__Your instructions__.
Please set down the entries below once more, exactly.

Region pointing data:
========
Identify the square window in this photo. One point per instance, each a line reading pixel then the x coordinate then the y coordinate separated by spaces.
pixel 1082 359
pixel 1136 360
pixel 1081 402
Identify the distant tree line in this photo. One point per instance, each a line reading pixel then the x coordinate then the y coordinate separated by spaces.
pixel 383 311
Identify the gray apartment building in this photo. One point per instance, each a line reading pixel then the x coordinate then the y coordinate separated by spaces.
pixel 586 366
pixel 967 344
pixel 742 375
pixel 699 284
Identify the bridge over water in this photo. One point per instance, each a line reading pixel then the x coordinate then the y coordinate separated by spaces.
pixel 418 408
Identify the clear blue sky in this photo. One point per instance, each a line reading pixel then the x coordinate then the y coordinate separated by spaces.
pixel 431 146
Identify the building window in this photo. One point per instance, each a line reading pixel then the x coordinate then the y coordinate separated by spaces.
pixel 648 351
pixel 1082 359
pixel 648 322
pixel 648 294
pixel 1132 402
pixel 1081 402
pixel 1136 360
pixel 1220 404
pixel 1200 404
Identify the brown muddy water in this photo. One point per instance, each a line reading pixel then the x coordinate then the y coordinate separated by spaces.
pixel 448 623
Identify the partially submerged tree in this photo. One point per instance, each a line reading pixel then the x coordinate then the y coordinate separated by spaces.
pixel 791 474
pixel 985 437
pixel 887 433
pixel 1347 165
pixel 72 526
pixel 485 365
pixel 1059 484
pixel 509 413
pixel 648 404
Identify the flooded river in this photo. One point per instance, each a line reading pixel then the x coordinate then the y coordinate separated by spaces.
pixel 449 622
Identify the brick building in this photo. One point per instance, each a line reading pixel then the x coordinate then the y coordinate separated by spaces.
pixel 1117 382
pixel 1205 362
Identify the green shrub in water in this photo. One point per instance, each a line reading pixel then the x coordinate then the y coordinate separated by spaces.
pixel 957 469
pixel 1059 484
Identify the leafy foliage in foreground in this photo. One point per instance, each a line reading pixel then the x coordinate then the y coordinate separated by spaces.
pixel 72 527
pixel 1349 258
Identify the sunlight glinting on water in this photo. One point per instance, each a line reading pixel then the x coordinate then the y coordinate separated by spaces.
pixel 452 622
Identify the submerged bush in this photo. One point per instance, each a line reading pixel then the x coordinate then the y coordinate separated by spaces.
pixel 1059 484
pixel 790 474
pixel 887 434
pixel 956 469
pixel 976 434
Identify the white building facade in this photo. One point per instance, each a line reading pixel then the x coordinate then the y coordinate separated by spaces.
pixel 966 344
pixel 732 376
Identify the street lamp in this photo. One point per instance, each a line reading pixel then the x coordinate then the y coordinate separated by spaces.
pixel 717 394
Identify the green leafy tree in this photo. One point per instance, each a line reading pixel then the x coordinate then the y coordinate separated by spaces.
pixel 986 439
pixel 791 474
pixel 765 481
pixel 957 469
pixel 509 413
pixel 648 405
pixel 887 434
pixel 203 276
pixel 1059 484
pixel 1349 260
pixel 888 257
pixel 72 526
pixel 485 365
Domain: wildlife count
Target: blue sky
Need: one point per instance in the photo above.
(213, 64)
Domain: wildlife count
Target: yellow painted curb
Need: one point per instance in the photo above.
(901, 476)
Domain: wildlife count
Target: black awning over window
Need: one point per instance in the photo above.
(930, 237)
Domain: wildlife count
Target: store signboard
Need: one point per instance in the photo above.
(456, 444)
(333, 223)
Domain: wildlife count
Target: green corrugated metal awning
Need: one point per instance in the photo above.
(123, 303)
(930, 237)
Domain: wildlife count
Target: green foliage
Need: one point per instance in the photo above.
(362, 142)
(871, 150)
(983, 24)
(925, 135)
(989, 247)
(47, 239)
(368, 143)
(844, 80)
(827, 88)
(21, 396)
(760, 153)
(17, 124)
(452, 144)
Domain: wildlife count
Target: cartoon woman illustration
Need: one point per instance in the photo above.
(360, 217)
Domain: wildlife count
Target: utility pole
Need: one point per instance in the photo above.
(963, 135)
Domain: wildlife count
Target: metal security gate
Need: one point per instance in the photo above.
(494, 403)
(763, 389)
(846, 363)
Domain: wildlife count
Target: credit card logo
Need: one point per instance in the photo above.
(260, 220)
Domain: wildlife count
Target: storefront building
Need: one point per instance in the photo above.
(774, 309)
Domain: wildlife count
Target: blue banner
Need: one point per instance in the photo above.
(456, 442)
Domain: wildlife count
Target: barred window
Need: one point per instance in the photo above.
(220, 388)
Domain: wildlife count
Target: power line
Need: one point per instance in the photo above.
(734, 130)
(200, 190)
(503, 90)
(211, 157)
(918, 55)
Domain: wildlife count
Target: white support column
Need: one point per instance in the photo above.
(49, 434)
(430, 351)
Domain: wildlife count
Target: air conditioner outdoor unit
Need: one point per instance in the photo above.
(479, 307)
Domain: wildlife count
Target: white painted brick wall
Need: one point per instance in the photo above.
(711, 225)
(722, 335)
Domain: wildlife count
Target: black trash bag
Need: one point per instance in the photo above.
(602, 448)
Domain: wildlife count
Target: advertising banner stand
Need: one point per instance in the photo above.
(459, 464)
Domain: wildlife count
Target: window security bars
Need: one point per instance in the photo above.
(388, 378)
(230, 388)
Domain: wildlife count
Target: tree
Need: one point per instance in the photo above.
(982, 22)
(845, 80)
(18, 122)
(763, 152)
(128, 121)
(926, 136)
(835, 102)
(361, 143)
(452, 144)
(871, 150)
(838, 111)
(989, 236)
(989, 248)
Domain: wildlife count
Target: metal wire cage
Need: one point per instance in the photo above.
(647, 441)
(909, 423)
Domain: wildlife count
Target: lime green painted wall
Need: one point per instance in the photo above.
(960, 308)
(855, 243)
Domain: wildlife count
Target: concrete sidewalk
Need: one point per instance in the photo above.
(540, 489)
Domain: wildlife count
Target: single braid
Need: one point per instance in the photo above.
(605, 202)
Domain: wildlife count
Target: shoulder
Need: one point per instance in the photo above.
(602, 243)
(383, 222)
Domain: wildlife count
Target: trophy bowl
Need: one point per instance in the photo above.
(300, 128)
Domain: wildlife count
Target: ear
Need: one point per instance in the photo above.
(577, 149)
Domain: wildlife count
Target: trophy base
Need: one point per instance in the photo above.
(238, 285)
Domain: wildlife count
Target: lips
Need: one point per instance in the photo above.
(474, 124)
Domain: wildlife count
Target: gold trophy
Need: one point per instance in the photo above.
========
__Written response__.
Identify the square window in this photo. One point per instance, each a line reading pixel then the x coordinate then the y coordinate separated by spaces.
pixel 1082 359
pixel 1136 360
pixel 1081 402
Identify the distant tree line in this photo. One point per instance, each a line reading pixel then the x coordinate then the y coordinate separated by spaces.
pixel 383 311
Identify the gray apartment building in this photo. One point per instance, each a line reading pixel then the x coordinate then the y coordinate separated by spaces.
pixel 586 366
pixel 967 344
pixel 742 375
pixel 699 284
Identify the bridge over water in this photo. One point per instance, each a line reading pixel then the x coordinate then the y coordinate separated by spaces.
pixel 418 408
Identify the clear blue sky in this photo. One point per instance, each a line reading pixel then the x coordinate then the y coordinate separated by spaces.
pixel 431 146
Identify the building window in this photo. One point per instance, each a line reading pixel then the x coordinate then the y coordinate separated by spaces.
pixel 648 351
pixel 1082 359
pixel 648 322
pixel 648 294
pixel 1132 402
pixel 1081 402
pixel 1136 360
pixel 1220 404
pixel 1200 404
Identify the brown muddy water in this photo. One point per instance, each a line reading pixel then the x coordinate then the y coordinate separated by spaces.
pixel 448 623
Identify the partially submerged tree in this photo. One point per instance, each a line reading pixel then the x coordinate then the y coordinate separated by spaces.
pixel 791 474
pixel 985 437
pixel 887 433
pixel 1347 165
pixel 72 526
pixel 485 365
pixel 1059 484
pixel 509 413
pixel 648 404
Identify the flooded river in this photo. One point per instance, each a line reading pixel then the x coordinate then the y coordinate separated by spaces.
pixel 449 622
Identify the brick building in this photo. One point per instance, each a line reading pixel then the x coordinate then the y coordinate separated by spaces.
pixel 1117 382
pixel 1205 362
Identify the green shrub in water in this photo. One point per instance, each a line reading pixel then the x coordinate then the y coordinate separated by spaces.
pixel 957 469
pixel 1059 484
Identify the leafy foliage in foreground in this photo. One point per instance, each a line reading pixel then the x coordinate then the y coordinate separated by spaces.
pixel 72 527
pixel 1349 258
Identify the sunlight glinting on water in this photo. One point per instance, each a line reading pixel then the x coordinate then the y coordinate separated by spaces.
pixel 452 622
Identify the submerged bush in this photo. One point per instance, each a line reading pixel then the x coordinate then the y coordinate separated by spaces.
pixel 1059 484
pixel 790 474
pixel 887 434
pixel 956 469
pixel 976 434
Identify the white building facade in this photo. One point per instance, each a line reading pixel then the x coordinate then the y coordinate separated by spaces.
pixel 966 344
pixel 732 376
Identify the street lamp in this photo. One point per instance, each a line reading pixel then the x coordinate then the y coordinate separated by spaces.
pixel 717 394
Identify the green leafy tree in this photo. One point per instance, each a line reading pixel then the x coordinate then the y coordinate separated by spaces.
pixel 986 439
pixel 791 474
pixel 765 481
pixel 957 469
pixel 509 413
pixel 648 405
pixel 887 434
pixel 203 276
pixel 1059 484
pixel 1349 260
pixel 888 257
pixel 72 526
pixel 485 365
Domain: wildlife count
Target: blue sky
Need: one point per instance in the photo above.
(213, 64)
Domain: wildlife count
Target: yellow painted curb
Need: one point per instance in the photo above.
(901, 476)
Domain: wildlife count
Target: black awning over window
Need: one point per instance in the photo above.
(930, 237)
Domain: wildlife count
Target: store signboard
Need: one point per instance in the photo above.
(456, 444)
(333, 223)
Domain: wildlife count
Target: green corrugated metal awning
Need: one point per instance in the photo above.
(123, 303)
(930, 237)
Domain: wildlife count
Target: green foliage
Need: one point per instance in the photo above.
(362, 142)
(871, 150)
(983, 24)
(925, 135)
(989, 247)
(47, 239)
(368, 143)
(844, 80)
(827, 88)
(21, 396)
(760, 153)
(17, 124)
(452, 144)
Domain: wildlife count
Target: cartoon woman illustration
Need: one point per instance in the photo above.
(360, 217)
Domain: wildlife count
Target: utility pole
Need: one point per instance in the photo above.
(963, 135)
Domain: wildlife count
Target: metal security gate
Need: one point per instance in the photo above.
(494, 403)
(763, 389)
(846, 363)
Domain: wildlife count
Target: credit card logo
Need: one point per instance in the photo above.
(260, 220)
Domain: wildlife count
Target: storefront building
Need: one point per instance in the photo above.
(774, 309)
Domain: wildlife count
Target: blue banner
Need: one point per instance in the photo above.
(456, 442)
Domain: wildlife count
Target: barred window
Need: one point per instance in the photo above.
(220, 388)
Domain: wildlife count
Target: power line
Need: one point per instance in the photo above.
(734, 130)
(200, 190)
(503, 90)
(211, 157)
(918, 55)
Domain: wildlife count
Target: white support column
Need: one point per instance in the photo above.
(49, 434)
(430, 351)
Domain: wildlife count
Target: air conditioner outdoor unit
Need: one point per instance in the photo above.
(479, 307)
Domain: wildlife count
Target: white painted brick wall
Need: one point per instance in the photo above.
(711, 225)
(722, 335)
Domain: wildlife count
Target: black trash bag
Need: one point per instance in the photo above.
(602, 448)
Domain: wildlife count
Target: advertising banner stand
Need: one point per instance in the photo above.
(459, 464)
Domain: wildlife count
Target: window security bars
Need: one point per instance in the photo above.
(388, 378)
(230, 388)
Domain: wildlife count
Target: tree
Need: one point per instance in the photo above.
(982, 22)
(845, 80)
(18, 122)
(763, 152)
(128, 121)
(926, 136)
(835, 102)
(361, 143)
(452, 144)
(871, 150)
(838, 111)
(989, 236)
(989, 248)
Domain: wildlife count
Target: metal wire cage
Need: one point per instance in the photo above.
(647, 441)
(909, 423)
Domain: wildlife count
Target: lime green painted wall
Need: one point per instance in the photo above.
(960, 308)
(855, 243)
Domain: wildlife count
Target: concrete sidewalk
Need: one point per instance in the photo above.
(540, 489)
Domain: wildlife count
Target: single braid
Need: one point per instance in the photo above.
(605, 202)
Domain: wildlife count
Target: shoulder
Need: one point per instance in the photo above.
(602, 243)
(383, 222)
Domain: wildlife count
Target: trophy bowl
Need: one point per instance in the photo above.
(300, 128)
Domain: wildlife count
Target: ear
Need: one point per instance in the photo above.
(577, 149)
Domain: wildlife count
Target: trophy base
Need: one point per instance in the photo above.
(238, 285)
Domain: wildlife count
Target: lips
Need: one point per instance in the photo above.
(474, 124)
Domain: wildlife count
Target: gold trophy
Need: one point per instance in the photo above.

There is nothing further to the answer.